Exercise: Write out each line of the material again, word for word.

Material provided:
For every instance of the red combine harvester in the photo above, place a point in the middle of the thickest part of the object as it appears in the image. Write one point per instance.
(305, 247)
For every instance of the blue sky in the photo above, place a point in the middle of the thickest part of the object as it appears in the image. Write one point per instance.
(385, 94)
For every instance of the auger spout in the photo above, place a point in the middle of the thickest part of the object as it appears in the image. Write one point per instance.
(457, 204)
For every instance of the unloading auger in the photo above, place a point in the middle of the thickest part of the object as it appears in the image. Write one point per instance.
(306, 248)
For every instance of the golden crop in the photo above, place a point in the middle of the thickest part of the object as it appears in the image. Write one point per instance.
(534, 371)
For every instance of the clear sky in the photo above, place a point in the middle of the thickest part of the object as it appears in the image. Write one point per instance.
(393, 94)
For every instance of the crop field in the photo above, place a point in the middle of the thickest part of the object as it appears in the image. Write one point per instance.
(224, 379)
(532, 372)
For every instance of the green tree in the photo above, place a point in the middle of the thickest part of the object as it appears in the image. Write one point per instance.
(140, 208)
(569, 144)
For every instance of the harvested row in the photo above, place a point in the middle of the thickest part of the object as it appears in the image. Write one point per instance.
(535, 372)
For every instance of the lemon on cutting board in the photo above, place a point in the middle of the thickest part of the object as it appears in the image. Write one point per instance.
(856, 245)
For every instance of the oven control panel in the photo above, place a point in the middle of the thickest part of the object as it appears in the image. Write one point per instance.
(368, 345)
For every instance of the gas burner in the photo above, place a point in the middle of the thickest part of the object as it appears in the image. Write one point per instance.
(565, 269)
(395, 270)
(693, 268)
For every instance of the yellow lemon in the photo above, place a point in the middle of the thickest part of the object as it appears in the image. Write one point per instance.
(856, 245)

Result of the exercise:
For every instance of the red combine harvester in the photo above, place a point in the middle of the thickest part of the object as it appears in the image. Write one point per instance.
(305, 247)
For every instance of the blue sky in the photo above, place a point in the middle of the thickest part of the object as it appears in the image. Write one point per instance.
(385, 94)
For every instance of the auger spout in the photo above, place a point in the middle of the thickest part of the object as it appears in the image. Write one point per instance.
(457, 204)
For every instance of the unloading auger in the photo above, place a point in the middle of the thickest part of the object as it appears in the image. Write one point per instance.
(306, 248)
For every instance of the golden crop in the photo above, place a point in the middle of the thickest part of the object as it appears in the image. Write one point per instance.
(534, 371)
For every instance of the clear sky in the photo above, place a point in the middle of the thickest part of the object as it appears in the image. Write one point per instance.
(393, 94)
For every instance of the crop field in the photo above, place a point in the middle of the thickest part of the object as it appears in the image. Write one point per instance.
(224, 379)
(532, 372)
For every instance of the green tree in the photo above, place a point in the middle of the thickest part of the object as it appears in the image. Write one point per instance.
(140, 208)
(569, 144)
For every instance of the harvested row in the photo above, place a point in the middle of the thickest part of the object as it appears in the image. Write one point per instance.
(535, 372)
For every instance of the lemon on cutting board in the photo above, place a point in the middle of the thickest part of the object as it appears in the image. Write one point per instance.
(856, 245)
For every instance of the oven control panel in the photo above, place a point in the middle of the thickest part of the object as it appears in the image. Write one point per instance.
(368, 345)
For every instance of the gas burner in the photo above, place a point in the middle of the thickest part of the object as it appears in the image. Write one point per instance.
(565, 269)
(395, 270)
(693, 268)
For every instance of the yellow lemon in the photo above, place a point in the middle of the thickest part of the object as it appears in the image. Write one point per instance.
(856, 245)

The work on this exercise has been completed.